These articles have been written by the first cohort of the Practice Makes Unperfect programme – a course that helps women find and finesse their public voices.
By Bola Ajose, Technical Operations Analyst at Permutive
We’re led from the day we’re born and when I reflect on the leaders who shaped me, they aren’t what society defines leaders to be.
Growing up, when I looked to my leaders at school and even in some religious institutions, these individuals were often so far removed from those they were meant to guide, inspire and help, that I couldn’t understand what their real purpose was.
Throughout my career, I have been fortunate to work with great leaders. Yet I have also seen great misuse of authority. Even thought-leadership has often felt like a scam: people using their privilege and power to get what they want.
When I was university, I joined an organisation called AIESEC: a youth-led body focused on thoughtful leadership development and cross-cultural exchanges. Very few young people are given the opportunity to think about what kinds of leaders they want to become, so early in their development.
During this time, I learned that leadership is more than a title; that leaders should be approachable, display empathy and ensure their team/followers understand their decisions and the reasons for their decisions. The best leaders appear to be effortless. They don’t micro-manage, and they encourage people to be themselves.
My Team Lead at AIESEC at the time – a passionate student called Ying – instilled these values in me every day, and is someone I’ll never forget. If you asked her, of course, she would say she didn’t do much, but with her ability to see the strengths in every single member of her team, she truly inspired a bunch of young future leaders who easily came together to make their boss proud.
So, upon leaving university, I couldn’t wait to enter the real world of work and demonstrate these great skills I’d picked up! And to show that leaders aren’t made from dull workshops, or from books on how to manipulate people.
But… many of my ‘leaders’ didn’t display these traits at all. They were dictators, with no time for the fresh talent. Archaic and hierarchical. They wanted to own and control their teams. If this was leadership, I didn’t want any part of it.

Study questions
(a) Extract from the leadership essay the part that opens with the words "But… many of" and closes with "part of it.".
(b) Summarize the leadership essay in two sentences.
(c) Continue the leadership essay from the point where it stops.
The listing after this point is separate material, unrelated to the leadership essay.

Record excerpts
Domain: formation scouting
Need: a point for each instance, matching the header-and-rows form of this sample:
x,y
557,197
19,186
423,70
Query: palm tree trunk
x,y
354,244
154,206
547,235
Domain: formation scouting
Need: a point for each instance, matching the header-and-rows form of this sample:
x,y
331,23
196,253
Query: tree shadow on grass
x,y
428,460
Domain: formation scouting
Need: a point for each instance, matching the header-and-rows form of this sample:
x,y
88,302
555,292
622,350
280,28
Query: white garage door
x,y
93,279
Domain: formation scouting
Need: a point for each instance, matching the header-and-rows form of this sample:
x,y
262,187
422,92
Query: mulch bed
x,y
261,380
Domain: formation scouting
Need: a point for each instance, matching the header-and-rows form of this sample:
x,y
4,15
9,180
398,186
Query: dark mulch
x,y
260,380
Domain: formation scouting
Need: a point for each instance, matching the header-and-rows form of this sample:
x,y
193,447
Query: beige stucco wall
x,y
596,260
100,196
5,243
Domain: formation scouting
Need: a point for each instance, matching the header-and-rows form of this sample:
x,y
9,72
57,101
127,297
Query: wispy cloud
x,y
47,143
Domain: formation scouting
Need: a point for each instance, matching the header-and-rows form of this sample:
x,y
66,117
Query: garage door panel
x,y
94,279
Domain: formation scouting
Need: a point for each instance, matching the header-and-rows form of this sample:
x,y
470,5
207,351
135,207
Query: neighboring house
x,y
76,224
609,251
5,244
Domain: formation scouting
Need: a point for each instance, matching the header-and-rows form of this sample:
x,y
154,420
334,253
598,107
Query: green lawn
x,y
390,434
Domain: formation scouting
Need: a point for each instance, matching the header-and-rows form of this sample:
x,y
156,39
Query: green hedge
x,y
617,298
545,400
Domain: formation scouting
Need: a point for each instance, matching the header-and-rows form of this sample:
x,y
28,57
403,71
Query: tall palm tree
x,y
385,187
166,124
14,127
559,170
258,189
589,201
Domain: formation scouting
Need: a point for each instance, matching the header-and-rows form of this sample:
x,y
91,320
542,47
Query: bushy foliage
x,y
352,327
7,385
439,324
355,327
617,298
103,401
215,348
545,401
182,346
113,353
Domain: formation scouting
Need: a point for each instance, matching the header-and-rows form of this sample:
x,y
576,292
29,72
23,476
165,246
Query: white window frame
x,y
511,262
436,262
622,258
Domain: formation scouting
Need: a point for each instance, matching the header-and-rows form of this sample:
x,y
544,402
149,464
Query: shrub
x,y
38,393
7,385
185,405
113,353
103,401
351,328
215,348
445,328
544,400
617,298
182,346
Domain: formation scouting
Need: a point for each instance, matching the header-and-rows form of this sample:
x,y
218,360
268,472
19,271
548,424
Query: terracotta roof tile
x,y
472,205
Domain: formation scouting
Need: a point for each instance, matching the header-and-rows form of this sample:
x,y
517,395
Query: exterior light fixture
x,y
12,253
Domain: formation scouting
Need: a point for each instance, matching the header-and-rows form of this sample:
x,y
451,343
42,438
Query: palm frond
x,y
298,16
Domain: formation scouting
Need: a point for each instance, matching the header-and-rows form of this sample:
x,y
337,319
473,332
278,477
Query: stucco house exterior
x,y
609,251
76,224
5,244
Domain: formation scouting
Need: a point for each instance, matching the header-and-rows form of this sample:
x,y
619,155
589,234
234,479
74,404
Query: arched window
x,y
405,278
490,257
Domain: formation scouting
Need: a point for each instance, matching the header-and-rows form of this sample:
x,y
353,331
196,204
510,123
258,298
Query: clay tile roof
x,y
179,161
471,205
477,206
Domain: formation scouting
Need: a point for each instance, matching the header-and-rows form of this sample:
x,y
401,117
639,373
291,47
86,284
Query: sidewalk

Answers for this exercise
(a)
But… many of my ‘leaders’ didn’t display these traits at all. They were dictators, with no time for the fresh talent. Archaic and hierarchical. They wanted to own and control their teams. If this was leadership, I didn’t want any part of it.

(b) At AIESEC, a youth-led organization joined during university, the writer learned that leadership is more than a title and that good leaders are approachable, show empathy, and make sure their teams understand their decisions. After university, however, the writer found that many workplace "leaders" were dictators, archaic and hierarchical, with no time for fresh talent.

(c)
As we leave 2020 behind and look to 2021 for some positivity, we’ve been forced to reflect on some of our ideals and ways of living, working and being. The elephant in the room is that we have to rethink leadership, regardless of the uncomfortable conversations and reluctant change this may inspire.
Amazing leaders are everywhere, but most often we see them without these sacred leadership titles. It’s the lovely delivery person that always makes sure you get your packages on time and in good shape. It’s the pleasant waitress that goes out of her way to make your visit memorable, it’s the single mother working at the call centre solving your issue with such speed and care that you’re in a great mood for the rest of the day. It’s the key workers who have been working tirelessly throughout the pandemic with no sleep, average pay and intense stress. These are the leaders for whom quality is more important than power. The ones who deserve our praise and respect.
An (anonymous) quote that always resonates with me is: ‘True leaders always practice the three R’s: Respect for self, Respect for others, Responsibility for all their actions’.
If 2020 has taught us anything, it’s that true leadership isn’t being a CEO or the next Prime Minister. It’s about taking ownership of your life, your work, having pride in what you do and knowing why you do what you do. It’s about celebrating and serving others, too. This may take a while to truly master but it’s a path that everybody can take, not just the selected few.